Pointing and labeling entries:
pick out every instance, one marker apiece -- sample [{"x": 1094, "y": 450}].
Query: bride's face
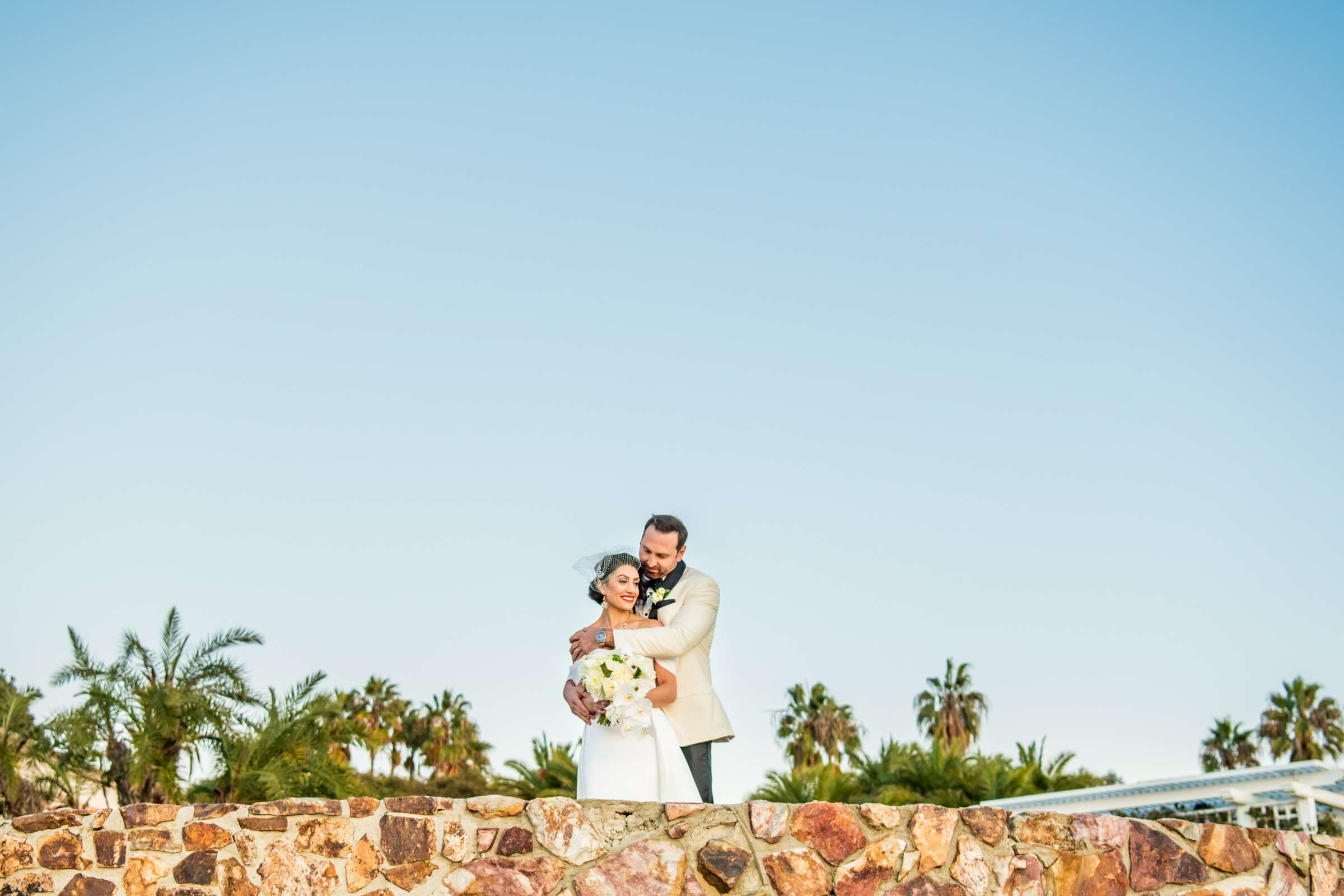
[{"x": 623, "y": 589}]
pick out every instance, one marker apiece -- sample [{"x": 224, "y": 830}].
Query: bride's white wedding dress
[{"x": 650, "y": 769}]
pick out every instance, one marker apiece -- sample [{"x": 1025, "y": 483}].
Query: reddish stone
[
  {"x": 496, "y": 806},
  {"x": 563, "y": 828},
  {"x": 872, "y": 870},
  {"x": 413, "y": 805},
  {"x": 932, "y": 829},
  {"x": 458, "y": 844},
  {"x": 682, "y": 810},
  {"x": 246, "y": 846},
  {"x": 362, "y": 808},
  {"x": 15, "y": 853},
  {"x": 1045, "y": 829},
  {"x": 1295, "y": 846},
  {"x": 81, "y": 886},
  {"x": 987, "y": 823},
  {"x": 156, "y": 840},
  {"x": 1329, "y": 841},
  {"x": 143, "y": 875},
  {"x": 330, "y": 837},
  {"x": 321, "y": 878},
  {"x": 205, "y": 812},
  {"x": 1326, "y": 875},
  {"x": 109, "y": 848},
  {"x": 768, "y": 820},
  {"x": 796, "y": 872},
  {"x": 515, "y": 841},
  {"x": 1241, "y": 886},
  {"x": 971, "y": 870},
  {"x": 831, "y": 829},
  {"x": 62, "y": 851},
  {"x": 1228, "y": 848},
  {"x": 495, "y": 876},
  {"x": 363, "y": 866},
  {"x": 197, "y": 868},
  {"x": 49, "y": 820},
  {"x": 308, "y": 806},
  {"x": 407, "y": 840},
  {"x": 722, "y": 864},
  {"x": 925, "y": 887},
  {"x": 186, "y": 891},
  {"x": 1284, "y": 880},
  {"x": 202, "y": 834},
  {"x": 233, "y": 879},
  {"x": 1155, "y": 860},
  {"x": 27, "y": 884},
  {"x": 1025, "y": 878},
  {"x": 644, "y": 868},
  {"x": 146, "y": 814},
  {"x": 409, "y": 876},
  {"x": 1088, "y": 875},
  {"x": 1101, "y": 830}
]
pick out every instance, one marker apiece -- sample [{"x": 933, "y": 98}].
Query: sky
[{"x": 1000, "y": 334}]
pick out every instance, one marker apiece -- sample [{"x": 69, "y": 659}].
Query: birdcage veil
[{"x": 599, "y": 567}]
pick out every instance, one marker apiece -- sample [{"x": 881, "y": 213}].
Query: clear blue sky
[{"x": 1002, "y": 334}]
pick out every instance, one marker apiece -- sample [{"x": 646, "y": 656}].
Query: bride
[{"x": 616, "y": 765}]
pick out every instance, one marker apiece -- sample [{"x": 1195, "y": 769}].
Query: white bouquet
[{"x": 626, "y": 680}]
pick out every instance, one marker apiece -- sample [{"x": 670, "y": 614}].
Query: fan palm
[
  {"x": 18, "y": 730},
  {"x": 378, "y": 713},
  {"x": 827, "y": 783},
  {"x": 155, "y": 707},
  {"x": 949, "y": 711},
  {"x": 286, "y": 753},
  {"x": 1301, "y": 723},
  {"x": 454, "y": 743},
  {"x": 552, "y": 774},
  {"x": 815, "y": 729},
  {"x": 1229, "y": 746}
]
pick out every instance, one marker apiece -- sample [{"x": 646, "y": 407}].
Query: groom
[{"x": 686, "y": 602}]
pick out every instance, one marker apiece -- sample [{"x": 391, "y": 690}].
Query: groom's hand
[
  {"x": 581, "y": 703},
  {"x": 582, "y": 642}
]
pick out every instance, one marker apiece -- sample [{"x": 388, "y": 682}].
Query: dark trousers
[{"x": 698, "y": 757}]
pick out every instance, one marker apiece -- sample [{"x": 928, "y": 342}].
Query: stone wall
[{"x": 506, "y": 847}]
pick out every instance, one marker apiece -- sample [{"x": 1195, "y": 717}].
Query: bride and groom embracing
[{"x": 640, "y": 679}]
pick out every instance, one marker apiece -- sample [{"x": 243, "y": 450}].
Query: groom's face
[{"x": 659, "y": 553}]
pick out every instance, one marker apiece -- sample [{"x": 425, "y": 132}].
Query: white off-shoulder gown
[{"x": 650, "y": 769}]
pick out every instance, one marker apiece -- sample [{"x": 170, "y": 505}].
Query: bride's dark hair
[{"x": 604, "y": 568}]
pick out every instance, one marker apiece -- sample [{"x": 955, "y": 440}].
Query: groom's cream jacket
[{"x": 687, "y": 633}]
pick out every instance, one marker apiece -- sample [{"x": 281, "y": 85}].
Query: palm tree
[
  {"x": 825, "y": 782},
  {"x": 1301, "y": 725},
  {"x": 814, "y": 727},
  {"x": 286, "y": 753},
  {"x": 454, "y": 743},
  {"x": 552, "y": 774},
  {"x": 156, "y": 707},
  {"x": 18, "y": 730},
  {"x": 951, "y": 712},
  {"x": 1229, "y": 746}
]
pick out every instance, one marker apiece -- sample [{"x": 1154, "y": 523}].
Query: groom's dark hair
[{"x": 669, "y": 523}]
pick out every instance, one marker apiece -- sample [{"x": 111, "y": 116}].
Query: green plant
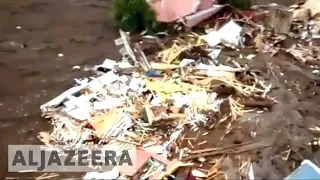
[{"x": 133, "y": 15}]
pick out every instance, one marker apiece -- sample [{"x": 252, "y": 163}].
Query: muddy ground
[{"x": 31, "y": 73}]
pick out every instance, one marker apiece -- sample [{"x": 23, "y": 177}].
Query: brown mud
[{"x": 31, "y": 73}]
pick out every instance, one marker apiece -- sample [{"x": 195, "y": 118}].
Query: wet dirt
[{"x": 33, "y": 33}]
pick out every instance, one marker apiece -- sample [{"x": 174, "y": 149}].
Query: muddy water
[{"x": 32, "y": 35}]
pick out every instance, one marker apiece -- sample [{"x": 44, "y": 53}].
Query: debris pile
[{"x": 156, "y": 102}]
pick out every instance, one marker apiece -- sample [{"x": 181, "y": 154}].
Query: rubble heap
[{"x": 154, "y": 103}]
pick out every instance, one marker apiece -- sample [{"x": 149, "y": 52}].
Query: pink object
[
  {"x": 196, "y": 18},
  {"x": 171, "y": 10}
]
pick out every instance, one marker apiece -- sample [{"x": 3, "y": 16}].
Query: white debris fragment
[
  {"x": 231, "y": 34},
  {"x": 110, "y": 103},
  {"x": 76, "y": 67},
  {"x": 250, "y": 56},
  {"x": 186, "y": 62},
  {"x": 114, "y": 174},
  {"x": 213, "y": 38}
]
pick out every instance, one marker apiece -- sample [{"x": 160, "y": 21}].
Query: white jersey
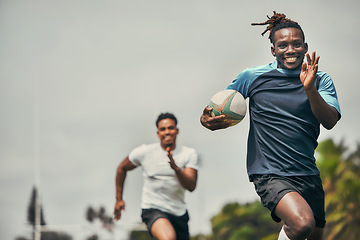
[{"x": 162, "y": 190}]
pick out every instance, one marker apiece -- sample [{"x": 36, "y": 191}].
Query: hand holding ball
[{"x": 229, "y": 103}]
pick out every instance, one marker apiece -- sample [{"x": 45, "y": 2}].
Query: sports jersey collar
[{"x": 284, "y": 71}]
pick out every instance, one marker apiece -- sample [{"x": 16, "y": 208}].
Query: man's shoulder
[
  {"x": 183, "y": 148},
  {"x": 147, "y": 147}
]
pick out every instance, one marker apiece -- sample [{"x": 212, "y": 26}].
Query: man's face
[
  {"x": 167, "y": 132},
  {"x": 289, "y": 48}
]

=== Exercise requirements ===
Reproduce the records, all of them, word for word; omit the pictures.

=== Correct response ===
pick out every instance, one marker apiece -- sample [{"x": 1094, "y": 450}].
Query: bride's face
[{"x": 623, "y": 589}]
pick out every instance, one marker apiece -- sample [{"x": 224, "y": 830}].
Query: bride's white wedding dress
[{"x": 650, "y": 769}]
pick out every instance, one marker apiece -- sample [{"x": 1025, "y": 483}].
Query: reddish stone
[
  {"x": 496, "y": 806},
  {"x": 563, "y": 828},
  {"x": 872, "y": 870},
  {"x": 413, "y": 805},
  {"x": 932, "y": 829},
  {"x": 458, "y": 844},
  {"x": 682, "y": 810},
  {"x": 246, "y": 846},
  {"x": 362, "y": 808},
  {"x": 15, "y": 853},
  {"x": 1045, "y": 829},
  {"x": 1295, "y": 846},
  {"x": 81, "y": 886},
  {"x": 987, "y": 823},
  {"x": 156, "y": 840},
  {"x": 1329, "y": 841},
  {"x": 143, "y": 875},
  {"x": 330, "y": 837},
  {"x": 321, "y": 878},
  {"x": 205, "y": 812},
  {"x": 1326, "y": 875},
  {"x": 109, "y": 848},
  {"x": 768, "y": 820},
  {"x": 796, "y": 872},
  {"x": 515, "y": 841},
  {"x": 1241, "y": 886},
  {"x": 971, "y": 870},
  {"x": 831, "y": 829},
  {"x": 62, "y": 851},
  {"x": 1228, "y": 848},
  {"x": 495, "y": 876},
  {"x": 363, "y": 866},
  {"x": 197, "y": 868},
  {"x": 49, "y": 820},
  {"x": 308, "y": 806},
  {"x": 407, "y": 840},
  {"x": 722, "y": 864},
  {"x": 925, "y": 887},
  {"x": 186, "y": 891},
  {"x": 1284, "y": 880},
  {"x": 202, "y": 834},
  {"x": 233, "y": 879},
  {"x": 1155, "y": 860},
  {"x": 27, "y": 884},
  {"x": 1025, "y": 878},
  {"x": 644, "y": 868},
  {"x": 146, "y": 814},
  {"x": 409, "y": 876},
  {"x": 1088, "y": 875},
  {"x": 1101, "y": 830}
]
pick out every instance, one marker apiece -- sample [{"x": 933, "y": 98}].
Query: sky
[{"x": 1000, "y": 334}]
pick out every instance, one marker apiece -- sample [{"x": 69, "y": 659}].
Query: birdcage veil
[{"x": 599, "y": 567}]
pick out every instance, one marker apiece -- sample [{"x": 881, "y": 213}].
Query: clear blue sky
[{"x": 1002, "y": 334}]
pick out every instance, one marker apiece -- sample [{"x": 646, "y": 656}].
Query: bride
[{"x": 616, "y": 765}]
pick out every instance, one marker apiece -- sample [{"x": 1195, "y": 769}].
Query: white bouquet
[{"x": 626, "y": 680}]
pick out every instance, one marker apiece -- sample [{"x": 670, "y": 614}].
Query: fan palm
[
  {"x": 18, "y": 730},
  {"x": 378, "y": 713},
  {"x": 827, "y": 783},
  {"x": 155, "y": 707},
  {"x": 949, "y": 711},
  {"x": 286, "y": 753},
  {"x": 1301, "y": 723},
  {"x": 454, "y": 743},
  {"x": 552, "y": 774},
  {"x": 815, "y": 729},
  {"x": 1229, "y": 746}
]
pick out every instance, one marker apiece -- sample [{"x": 646, "y": 407}].
Query: groom
[{"x": 686, "y": 602}]
pick out every instance, one marker apiece -- sample [{"x": 391, "y": 690}].
Query: groom's hand
[
  {"x": 581, "y": 703},
  {"x": 582, "y": 642}
]
pick out every instance, one marker apiece -- sample [{"x": 388, "y": 682}].
Query: dark trousers
[{"x": 698, "y": 757}]
pick out every instance, one marker apiece -- sample [{"x": 928, "y": 342}].
Query: stone wall
[{"x": 506, "y": 847}]
pick out every instance, one marker apiece -- sample [{"x": 1195, "y": 717}].
Query: bride and groom embracing
[{"x": 640, "y": 679}]
pick out every instance, one marker apiece -- sample [{"x": 243, "y": 450}].
Query: groom's face
[{"x": 659, "y": 553}]
pick out every instance, one marker apiece -- sample [{"x": 425, "y": 132}].
Query: white off-shoulder gown
[{"x": 650, "y": 769}]
pick out every instance, one marker apiece -- sample [{"x": 170, "y": 505}].
Query: bride's dark hair
[{"x": 604, "y": 568}]
pick out every instance, one marker apiece -- sample [{"x": 955, "y": 440}].
Query: groom's cream jacket
[{"x": 687, "y": 633}]
pick out every instance, one marker apiece -- sample [{"x": 281, "y": 85}].
Query: palm tree
[
  {"x": 825, "y": 782},
  {"x": 1301, "y": 725},
  {"x": 814, "y": 727},
  {"x": 286, "y": 753},
  {"x": 454, "y": 743},
  {"x": 552, "y": 774},
  {"x": 156, "y": 707},
  {"x": 18, "y": 730},
  {"x": 951, "y": 712},
  {"x": 1229, "y": 746}
]
pick out every instance, one marker apiece -- sample [{"x": 1154, "y": 523}].
Query: groom's dark hair
[{"x": 669, "y": 523}]
pick out every instance, one marker apiece -- sample [{"x": 111, "y": 116}].
Query: green plant
[{"x": 133, "y": 15}]
pick out every instance, one marker apiece -- sample [{"x": 252, "y": 163}].
Query: muddy ground
[{"x": 31, "y": 73}]
pick out every instance, one marker apiece -- sample [{"x": 23, "y": 177}].
Query: brown mud
[{"x": 31, "y": 73}]
pick out every instance, one marker apiece -- sample [{"x": 195, "y": 118}].
Query: wet dirt
[{"x": 33, "y": 33}]
pick out every instance, one marker apiece -- sample [{"x": 174, "y": 149}].
Query: muddy water
[{"x": 32, "y": 35}]
pick out every instance, one marker apiece -- sample [{"x": 44, "y": 53}].
Query: debris pile
[{"x": 156, "y": 102}]
pick out every instance, one marker apiece -- sample [{"x": 181, "y": 154}].
Query: rubble heap
[{"x": 154, "y": 103}]
pick out every instance, one marker apiece -- sample [{"x": 149, "y": 52}].
Query: pink object
[
  {"x": 196, "y": 18},
  {"x": 171, "y": 10}
]
pick out every instance, one marker apiece -- sample [{"x": 3, "y": 16}].
Query: white debris fragment
[
  {"x": 231, "y": 34},
  {"x": 110, "y": 103},
  {"x": 76, "y": 67},
  {"x": 250, "y": 56},
  {"x": 186, "y": 62},
  {"x": 114, "y": 174},
  {"x": 213, "y": 38}
]
pick out every instance, one marker apiece -- sample [{"x": 160, "y": 21}].
Query: white jersey
[{"x": 162, "y": 190}]
pick out every instance, one marker apiece -- sample [{"x": 36, "y": 191}].
Query: hand holding ball
[{"x": 229, "y": 103}]
pick out every instance, one marker apiece -- sample [{"x": 45, "y": 2}].
Query: sports jersey collar
[{"x": 284, "y": 71}]
pick out every instance, one marker apiece -- sample [{"x": 16, "y": 208}].
Query: man's shoulder
[
  {"x": 183, "y": 148},
  {"x": 147, "y": 147}
]
pick out every instance, one marker apiece -- sample [{"x": 212, "y": 26}].
Query: man's face
[
  {"x": 167, "y": 132},
  {"x": 289, "y": 48}
]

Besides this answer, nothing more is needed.